AUSGEWÄHLTE PASSAGE
###

Mit einer atemberaubenden, nicht anders als zärtlich zu nennenden Genauigkeit nähert sich Sinjawski (d. i. Abram Terz) in einer profunden Studie, deren Revisorkapitel mit 60 Seiten allein schon ein eigenes Buch ausmachen würde, dem Phänomen Gogol, diesem Menschen, in dessen Brust nicht allein zwei Seelen lit-ten und stritten, und der genau jenes Schicksal erlitten haben dürfte, vor dem er sich zeitlebens fürchtete: im Zustand des Scheintods lebendig begraben zu werden.

###

AUFTRAG
Führen Sie die Passage über Sinjawskis Studie zu Gogol im Anschluss an ihren letzten Satz fort.

###

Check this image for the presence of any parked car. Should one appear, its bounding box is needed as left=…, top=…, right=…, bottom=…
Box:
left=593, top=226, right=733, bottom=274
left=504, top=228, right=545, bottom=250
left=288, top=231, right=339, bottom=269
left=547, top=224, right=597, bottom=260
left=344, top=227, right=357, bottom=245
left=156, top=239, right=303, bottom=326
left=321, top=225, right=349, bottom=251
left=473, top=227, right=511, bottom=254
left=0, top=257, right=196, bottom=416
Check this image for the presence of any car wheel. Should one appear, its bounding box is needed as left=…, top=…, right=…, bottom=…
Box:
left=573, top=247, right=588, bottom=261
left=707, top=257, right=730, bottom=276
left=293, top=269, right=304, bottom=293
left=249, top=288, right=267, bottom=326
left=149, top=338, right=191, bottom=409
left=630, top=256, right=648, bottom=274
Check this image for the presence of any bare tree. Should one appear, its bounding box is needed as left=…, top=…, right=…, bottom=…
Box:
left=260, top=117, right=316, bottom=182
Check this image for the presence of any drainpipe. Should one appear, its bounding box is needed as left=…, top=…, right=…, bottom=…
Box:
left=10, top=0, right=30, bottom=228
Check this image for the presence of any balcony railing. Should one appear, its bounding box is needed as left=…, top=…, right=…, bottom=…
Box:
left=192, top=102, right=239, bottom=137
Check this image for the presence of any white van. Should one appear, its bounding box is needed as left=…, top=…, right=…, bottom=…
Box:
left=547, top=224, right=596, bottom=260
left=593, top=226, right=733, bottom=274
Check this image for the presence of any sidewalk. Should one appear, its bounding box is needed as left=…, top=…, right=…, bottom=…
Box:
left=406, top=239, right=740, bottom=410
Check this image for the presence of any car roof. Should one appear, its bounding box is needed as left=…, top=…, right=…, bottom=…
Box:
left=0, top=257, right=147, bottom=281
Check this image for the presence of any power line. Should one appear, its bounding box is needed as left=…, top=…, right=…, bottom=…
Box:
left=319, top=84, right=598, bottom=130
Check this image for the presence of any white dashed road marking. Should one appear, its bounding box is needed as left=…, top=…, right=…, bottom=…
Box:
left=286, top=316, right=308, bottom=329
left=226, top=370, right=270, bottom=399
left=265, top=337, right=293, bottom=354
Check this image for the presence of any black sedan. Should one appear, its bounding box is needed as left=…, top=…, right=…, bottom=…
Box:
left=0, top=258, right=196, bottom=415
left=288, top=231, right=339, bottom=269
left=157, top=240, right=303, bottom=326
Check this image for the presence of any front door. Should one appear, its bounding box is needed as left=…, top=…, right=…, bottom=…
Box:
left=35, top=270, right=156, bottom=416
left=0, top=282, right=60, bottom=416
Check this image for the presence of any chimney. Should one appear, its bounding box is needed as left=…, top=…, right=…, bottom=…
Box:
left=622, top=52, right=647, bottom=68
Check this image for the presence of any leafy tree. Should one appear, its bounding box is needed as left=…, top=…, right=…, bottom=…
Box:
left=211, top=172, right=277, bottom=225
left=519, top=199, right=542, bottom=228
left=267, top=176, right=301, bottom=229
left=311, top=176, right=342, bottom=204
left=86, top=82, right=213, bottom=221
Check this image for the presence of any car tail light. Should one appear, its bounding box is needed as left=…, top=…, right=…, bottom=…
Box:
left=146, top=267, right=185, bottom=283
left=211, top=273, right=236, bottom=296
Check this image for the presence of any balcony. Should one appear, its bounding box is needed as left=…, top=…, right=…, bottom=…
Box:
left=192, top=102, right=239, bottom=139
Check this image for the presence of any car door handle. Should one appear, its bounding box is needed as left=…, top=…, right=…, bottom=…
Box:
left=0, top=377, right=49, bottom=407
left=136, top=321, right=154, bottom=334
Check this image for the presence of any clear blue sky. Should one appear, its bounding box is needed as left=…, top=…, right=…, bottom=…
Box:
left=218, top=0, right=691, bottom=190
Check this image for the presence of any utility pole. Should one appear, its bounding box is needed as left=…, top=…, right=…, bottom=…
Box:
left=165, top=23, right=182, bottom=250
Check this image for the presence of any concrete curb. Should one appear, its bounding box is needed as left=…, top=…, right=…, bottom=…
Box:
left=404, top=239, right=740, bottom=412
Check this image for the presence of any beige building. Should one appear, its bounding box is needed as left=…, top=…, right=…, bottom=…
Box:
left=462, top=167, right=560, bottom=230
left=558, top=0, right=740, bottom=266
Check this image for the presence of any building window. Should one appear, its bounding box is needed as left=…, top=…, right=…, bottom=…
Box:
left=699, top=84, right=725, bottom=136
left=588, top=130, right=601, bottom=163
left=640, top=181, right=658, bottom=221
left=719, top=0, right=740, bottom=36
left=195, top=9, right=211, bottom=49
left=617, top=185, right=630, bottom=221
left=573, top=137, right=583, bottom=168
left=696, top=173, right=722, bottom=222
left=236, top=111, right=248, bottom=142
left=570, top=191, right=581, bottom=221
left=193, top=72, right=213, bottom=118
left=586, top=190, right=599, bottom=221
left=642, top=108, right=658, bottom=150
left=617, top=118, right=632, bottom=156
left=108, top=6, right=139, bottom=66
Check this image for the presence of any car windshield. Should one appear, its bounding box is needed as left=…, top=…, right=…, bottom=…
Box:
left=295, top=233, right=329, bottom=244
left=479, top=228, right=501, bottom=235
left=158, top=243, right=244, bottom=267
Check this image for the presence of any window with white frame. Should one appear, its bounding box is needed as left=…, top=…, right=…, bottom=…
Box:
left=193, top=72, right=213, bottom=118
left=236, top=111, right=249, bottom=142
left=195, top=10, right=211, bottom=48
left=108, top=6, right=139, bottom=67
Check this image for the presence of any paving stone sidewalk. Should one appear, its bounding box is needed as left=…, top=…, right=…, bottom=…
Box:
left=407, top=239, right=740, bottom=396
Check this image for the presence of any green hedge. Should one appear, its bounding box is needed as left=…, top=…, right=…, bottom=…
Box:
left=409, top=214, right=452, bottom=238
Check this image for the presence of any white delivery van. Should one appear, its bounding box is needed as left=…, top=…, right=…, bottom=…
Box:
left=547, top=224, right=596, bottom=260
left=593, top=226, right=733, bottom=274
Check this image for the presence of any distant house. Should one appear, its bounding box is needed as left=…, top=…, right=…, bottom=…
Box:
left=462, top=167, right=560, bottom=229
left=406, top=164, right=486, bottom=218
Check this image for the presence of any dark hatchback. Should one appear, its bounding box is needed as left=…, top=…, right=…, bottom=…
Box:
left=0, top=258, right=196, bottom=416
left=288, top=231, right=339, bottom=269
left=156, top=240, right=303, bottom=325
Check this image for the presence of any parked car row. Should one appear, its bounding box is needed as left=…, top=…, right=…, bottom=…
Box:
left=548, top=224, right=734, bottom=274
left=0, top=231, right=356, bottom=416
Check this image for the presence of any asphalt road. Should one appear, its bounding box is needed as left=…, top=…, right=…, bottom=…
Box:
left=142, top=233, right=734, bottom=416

###

ANTWORT ZUM AUFTRAG
Sinjawski gelingt es in hervorragender Weise, Leiden und Größe dieses russischen Meisters zu vermitteln. Las man etwa über den späten Gogol - z. B. bei Eliasberg - de Vorwurf, bei ihm sei der Dämon des Lachens mit dem Propheten im Kampf gelegen und der Prediger habe über den Künstler gesiegt, so weiß Sinjawski zu urteilen: „Die Fähigkeit zu lachen und andere zum Lachen zu "bringen, erweist sich als ein Zeichen besonders subtiler und empfänglicher seelischer Organisation, die auf jeden Reiz mit gesteigerter Sensibilität reagiert und lächelnd zu den wunderbarsten Erleuchtungen und Höhenflügen sich emporschwingt."

IM SCHATTEN GOGOLS. Von Andrej Sinjawski Propyläen, Berlin - Frankfurt/M. -Wien 1979. 400 Seiten, öS 296,40.